### EXCERPT TO READ
----------------------------------------

October 3rd, 2008 | Interviews

claire cronin

Download: Deerhoof “Offend Maggie”


(from Offend Maggie out Tue., Oct. 7, on Kill Rock Stars)

Deerhoof made the milkman a threat again and deliver the most extraterrestial pop on Kill Rock Stars. Their newest full-length Offend Maggie is out on Tuesday. Drummer Greg Saunier speaks now to L.A. RECORD’s Daiana Feuer.

What’s your favorite thing on which to percuss? Isn’t that a word? ‘Percuss’?
Greg Saunier (drums): Ah, yes. ‘Percuss’ is a word. You know, I love playing drums but they’re so loud. Especially when we’re in a rehearsal studio, which we’ve been every day now getting ready for the tour. In this little room. I’m so jealous of Satomi and John and Ed who all have volume knobs. They can play as hard as they want and just turn it down. If you get even a little bit physical with the drums, it just becomes deafening so fast. But once the tour starts it’s OK—we’re playing in big rooms. My favorite thing to play? Actually, I’m changing my drums around all the time. I’m not even sure what I’m going to bring on tour. Sometimes I have a cymbal or a high-hat, sometimes I use a floor tom, sometimes I don’t. I keep changing it every time.
And it doesn’t matter in terms of the songs? You just substitute?
Our songs are not so much specific sounds. They’re more just about this melody and this chord or this rhythm or something. It doesn’t really matter what instrument it’s on, or who’s doing it. Sometimes we switch around instruments and it sounds about the same.
When you get an idea do you write it down in musical notation?
I usually do. That’s kind of the easiest way for me to remember it. That’s part of it too. Rather than trying to play it on a guitar or piano or some instrument—which I don’t usually happen to have sitting there at that second anyway—if I write it down then it doesn’t have to be any particular instrument. If I come up with a melody, it’s just sort of notes and rhythm to me. The way Deerhoof ends up recording it or playing it, it could be anything. It could be any instrument, and I never know what it’s really going to sound like once the band starts working on it. A lot of times songs I had written thinking they were going to be some acoustic singer-songwriter ballad end up turning into some sort of heavy rock or pounding thing or some dance-y kind of—it feels almost random you know, the way the idea ends up actually turning into sound.
Do you hear the ideas, or visualize them as notes?

----------------------------------------

### GIVEN INSTRUCTION
Please answer these questions about the interview above:
(a) On what date does Offend Maggie come out, and on which label?
(b) Which bandmates does Greg Saunier say have volume knobs?
(c) How does he usually record a new idea so he can remember it?

### SUPPLIED INFORMATION
----------------------------------------

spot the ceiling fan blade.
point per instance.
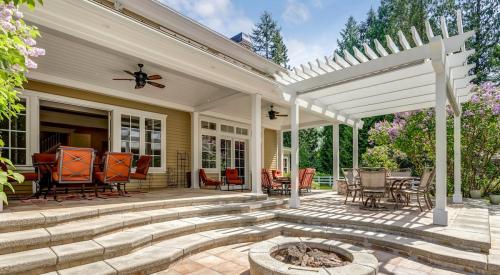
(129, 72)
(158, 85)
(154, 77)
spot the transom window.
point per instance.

----------------------------------------

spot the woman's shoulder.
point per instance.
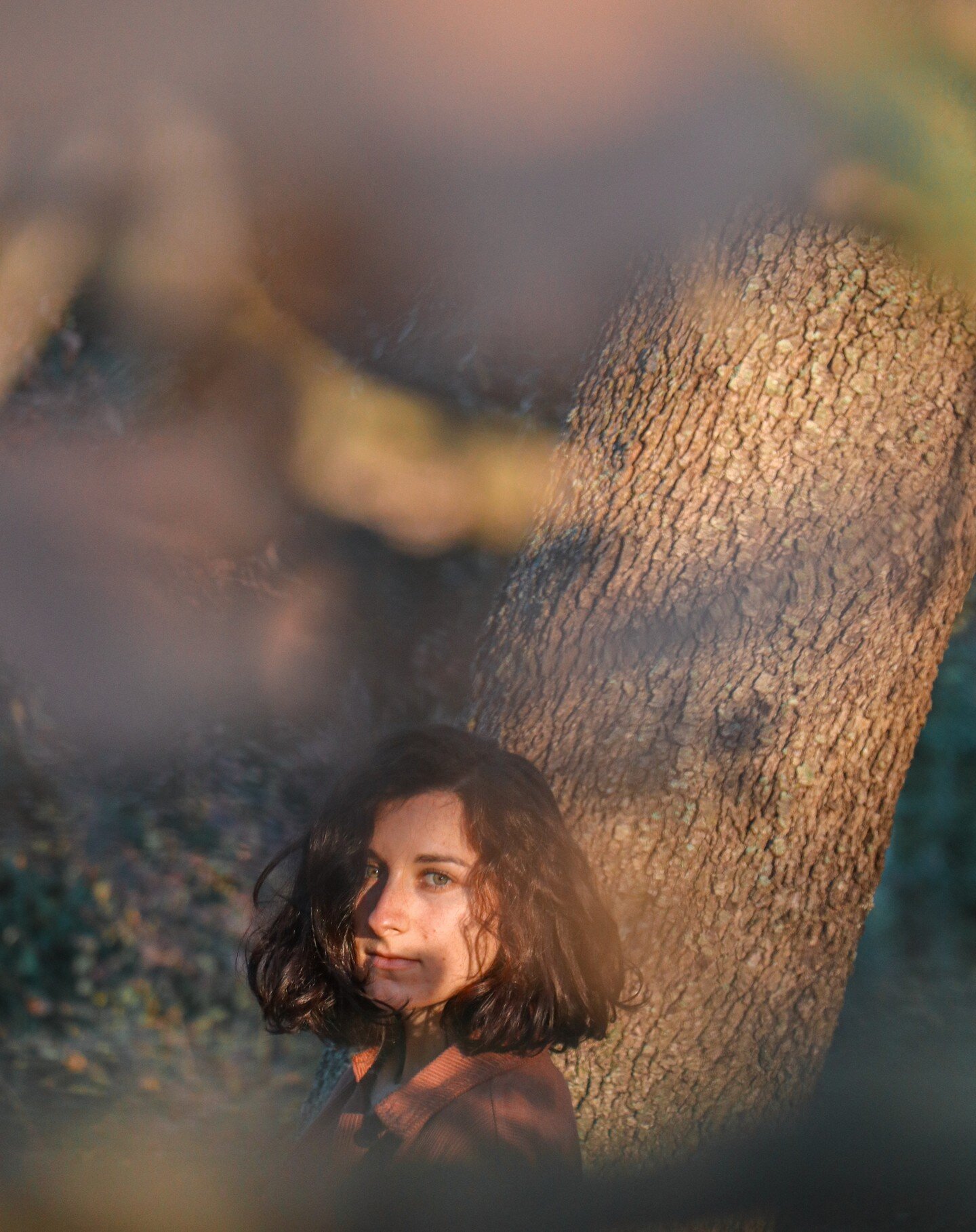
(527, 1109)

----------------------------------------

### RESULT OF THIS EXERCISE
(a) Tuesday, October 7, on Kill Rock Stars.
(b) Satomi, John, and Ed.
(c) He writes it down in musical notation.